▶ Input records
— BEGIN —
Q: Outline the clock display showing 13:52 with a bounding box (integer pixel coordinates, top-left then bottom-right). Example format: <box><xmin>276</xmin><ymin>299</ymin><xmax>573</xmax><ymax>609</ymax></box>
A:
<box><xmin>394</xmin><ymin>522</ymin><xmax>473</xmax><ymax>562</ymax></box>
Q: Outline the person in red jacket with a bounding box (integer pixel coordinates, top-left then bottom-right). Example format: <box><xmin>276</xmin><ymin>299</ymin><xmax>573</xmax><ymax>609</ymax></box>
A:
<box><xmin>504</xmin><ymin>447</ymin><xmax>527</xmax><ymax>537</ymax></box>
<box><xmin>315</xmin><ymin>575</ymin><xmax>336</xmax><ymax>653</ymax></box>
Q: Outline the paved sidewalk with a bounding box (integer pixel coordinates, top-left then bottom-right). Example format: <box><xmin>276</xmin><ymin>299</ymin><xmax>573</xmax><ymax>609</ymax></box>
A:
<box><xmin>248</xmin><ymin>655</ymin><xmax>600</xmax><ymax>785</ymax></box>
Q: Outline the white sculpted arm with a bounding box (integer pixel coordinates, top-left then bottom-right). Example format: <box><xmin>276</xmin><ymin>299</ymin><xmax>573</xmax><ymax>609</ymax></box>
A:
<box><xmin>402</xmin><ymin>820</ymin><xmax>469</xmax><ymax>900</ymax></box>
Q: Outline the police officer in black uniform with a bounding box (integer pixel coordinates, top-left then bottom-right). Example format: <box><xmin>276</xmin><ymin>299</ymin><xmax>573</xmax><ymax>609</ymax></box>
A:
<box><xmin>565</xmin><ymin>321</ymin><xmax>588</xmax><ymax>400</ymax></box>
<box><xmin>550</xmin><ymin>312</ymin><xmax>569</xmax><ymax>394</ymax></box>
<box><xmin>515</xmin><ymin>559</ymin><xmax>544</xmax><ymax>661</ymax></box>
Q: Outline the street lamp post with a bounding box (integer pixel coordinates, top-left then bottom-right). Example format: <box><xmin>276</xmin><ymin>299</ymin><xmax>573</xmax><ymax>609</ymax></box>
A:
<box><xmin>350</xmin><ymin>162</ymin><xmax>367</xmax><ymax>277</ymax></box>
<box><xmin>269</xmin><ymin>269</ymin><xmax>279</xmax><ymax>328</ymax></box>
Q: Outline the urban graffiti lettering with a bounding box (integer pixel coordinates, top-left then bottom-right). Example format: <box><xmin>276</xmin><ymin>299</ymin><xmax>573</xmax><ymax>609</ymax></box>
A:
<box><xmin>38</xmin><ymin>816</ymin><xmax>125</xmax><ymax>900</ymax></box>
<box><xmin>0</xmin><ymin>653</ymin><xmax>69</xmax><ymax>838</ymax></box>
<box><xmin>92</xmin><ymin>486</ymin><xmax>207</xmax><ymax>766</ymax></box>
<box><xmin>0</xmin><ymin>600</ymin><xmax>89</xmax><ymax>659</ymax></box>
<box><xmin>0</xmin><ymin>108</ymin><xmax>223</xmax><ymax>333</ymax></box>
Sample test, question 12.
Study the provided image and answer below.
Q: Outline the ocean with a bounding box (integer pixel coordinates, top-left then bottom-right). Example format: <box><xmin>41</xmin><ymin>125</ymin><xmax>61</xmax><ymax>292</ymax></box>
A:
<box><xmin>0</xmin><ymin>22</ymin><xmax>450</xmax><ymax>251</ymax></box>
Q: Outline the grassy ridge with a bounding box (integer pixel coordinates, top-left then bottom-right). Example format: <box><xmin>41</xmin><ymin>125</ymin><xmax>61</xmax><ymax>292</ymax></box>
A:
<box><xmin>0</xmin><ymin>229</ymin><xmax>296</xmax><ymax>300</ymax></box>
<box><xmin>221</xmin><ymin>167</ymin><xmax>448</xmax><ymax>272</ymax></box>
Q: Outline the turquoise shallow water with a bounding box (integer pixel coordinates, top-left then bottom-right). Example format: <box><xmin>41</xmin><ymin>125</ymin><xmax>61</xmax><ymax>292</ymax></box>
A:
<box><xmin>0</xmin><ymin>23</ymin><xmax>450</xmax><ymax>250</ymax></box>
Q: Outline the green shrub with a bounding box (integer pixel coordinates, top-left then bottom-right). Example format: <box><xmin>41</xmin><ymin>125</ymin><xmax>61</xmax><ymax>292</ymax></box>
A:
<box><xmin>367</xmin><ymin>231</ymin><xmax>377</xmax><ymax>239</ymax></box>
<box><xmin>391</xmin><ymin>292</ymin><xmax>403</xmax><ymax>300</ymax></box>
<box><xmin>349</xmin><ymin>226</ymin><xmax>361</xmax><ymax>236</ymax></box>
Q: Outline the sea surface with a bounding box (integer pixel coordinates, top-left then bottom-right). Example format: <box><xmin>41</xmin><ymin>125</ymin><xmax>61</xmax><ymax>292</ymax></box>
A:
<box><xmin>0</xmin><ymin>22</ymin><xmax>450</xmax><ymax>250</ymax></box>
— END —
▶ Directions for this task
Copy out all of the material above word for word, keeping every line unchanged.

▶ Answer below
Q: Outline the clock display showing 13:52 with a bounding box (integer pixel coordinates, top-left then bottom-right). Example format: <box><xmin>276</xmin><ymin>299</ymin><xmax>573</xmax><ymax>609</ymax></box>
A:
<box><xmin>394</xmin><ymin>522</ymin><xmax>473</xmax><ymax>562</ymax></box>
Q: Outline the person in red jacket with a bounding box (integer pixel coordinates, top-left then bottom-right). Example format: <box><xmin>276</xmin><ymin>299</ymin><xmax>573</xmax><ymax>609</ymax></box>
A:
<box><xmin>504</xmin><ymin>447</ymin><xmax>527</xmax><ymax>537</ymax></box>
<box><xmin>315</xmin><ymin>575</ymin><xmax>336</xmax><ymax>653</ymax></box>
Q: Outline the paved sidewalk with a bounding box (integer pixel coordinates, top-left then bottom-right). Example format: <box><xmin>276</xmin><ymin>299</ymin><xmax>573</xmax><ymax>609</ymax></box>
A:
<box><xmin>248</xmin><ymin>655</ymin><xmax>600</xmax><ymax>785</ymax></box>
Q: Outline the white sculpted arm with a bounding box (integer pixel coordinates, top-left then bottom-right). Example format: <box><xmin>276</xmin><ymin>299</ymin><xmax>573</xmax><ymax>609</ymax></box>
A:
<box><xmin>402</xmin><ymin>820</ymin><xmax>469</xmax><ymax>900</ymax></box>
Q: Outline the police officer in black uniform with a bounding box (integer pixel coordinates, top-left then bottom-right). Example format: <box><xmin>276</xmin><ymin>299</ymin><xmax>573</xmax><ymax>609</ymax></box>
A:
<box><xmin>565</xmin><ymin>321</ymin><xmax>588</xmax><ymax>400</ymax></box>
<box><xmin>550</xmin><ymin>312</ymin><xmax>569</xmax><ymax>394</ymax></box>
<box><xmin>515</xmin><ymin>559</ymin><xmax>544</xmax><ymax>661</ymax></box>
Q: Outline the street lamp post with a bounding box (integer pixel coordinates, top-left then bottom-right). Example format: <box><xmin>276</xmin><ymin>299</ymin><xmax>573</xmax><ymax>609</ymax></box>
A:
<box><xmin>350</xmin><ymin>162</ymin><xmax>367</xmax><ymax>277</ymax></box>
<box><xmin>269</xmin><ymin>269</ymin><xmax>279</xmax><ymax>328</ymax></box>
Q: Outline the urban graffiti lettering with a bounding box (integer pixel coordinates, top-left then bottom-right). Example format: <box><xmin>276</xmin><ymin>299</ymin><xmax>573</xmax><ymax>609</ymax></box>
A:
<box><xmin>38</xmin><ymin>816</ymin><xmax>125</xmax><ymax>900</ymax></box>
<box><xmin>0</xmin><ymin>653</ymin><xmax>69</xmax><ymax>838</ymax></box>
<box><xmin>92</xmin><ymin>486</ymin><xmax>207</xmax><ymax>766</ymax></box>
<box><xmin>0</xmin><ymin>600</ymin><xmax>89</xmax><ymax>659</ymax></box>
<box><xmin>0</xmin><ymin>108</ymin><xmax>223</xmax><ymax>333</ymax></box>
Sample test, question 12.
Study the provided image and answer below.
Q: Outline the ocean with a bounding box (integer pixel coordinates, top-left then bottom-right). Example format: <box><xmin>41</xmin><ymin>125</ymin><xmax>61</xmax><ymax>292</ymax></box>
A:
<box><xmin>0</xmin><ymin>22</ymin><xmax>450</xmax><ymax>251</ymax></box>
Q: Outline the grassy ridge with a bounding box (integer pixel coordinates, top-left then bottom-right). Example format: <box><xmin>41</xmin><ymin>125</ymin><xmax>61</xmax><ymax>292</ymax></box>
A:
<box><xmin>0</xmin><ymin>229</ymin><xmax>296</xmax><ymax>300</ymax></box>
<box><xmin>221</xmin><ymin>167</ymin><xmax>448</xmax><ymax>272</ymax></box>
Q: Outline the turquoise shallow water with a bounding box (integer pixel coordinates, top-left then bottom-right). Example format: <box><xmin>41</xmin><ymin>125</ymin><xmax>61</xmax><ymax>292</ymax></box>
A:
<box><xmin>0</xmin><ymin>23</ymin><xmax>450</xmax><ymax>250</ymax></box>
Q: Outline the green shrub with a bounding box (integer pixel coordinates, top-left then bottom-right). Example format: <box><xmin>41</xmin><ymin>125</ymin><xmax>61</xmax><ymax>292</ymax></box>
A:
<box><xmin>367</xmin><ymin>231</ymin><xmax>377</xmax><ymax>239</ymax></box>
<box><xmin>391</xmin><ymin>292</ymin><xmax>403</xmax><ymax>300</ymax></box>
<box><xmin>349</xmin><ymin>226</ymin><xmax>361</xmax><ymax>236</ymax></box>
Q: Outline the sea surface with a bounding box (integer pixel coordinates, top-left then bottom-right). Example format: <box><xmin>41</xmin><ymin>125</ymin><xmax>61</xmax><ymax>292</ymax></box>
A:
<box><xmin>0</xmin><ymin>22</ymin><xmax>450</xmax><ymax>250</ymax></box>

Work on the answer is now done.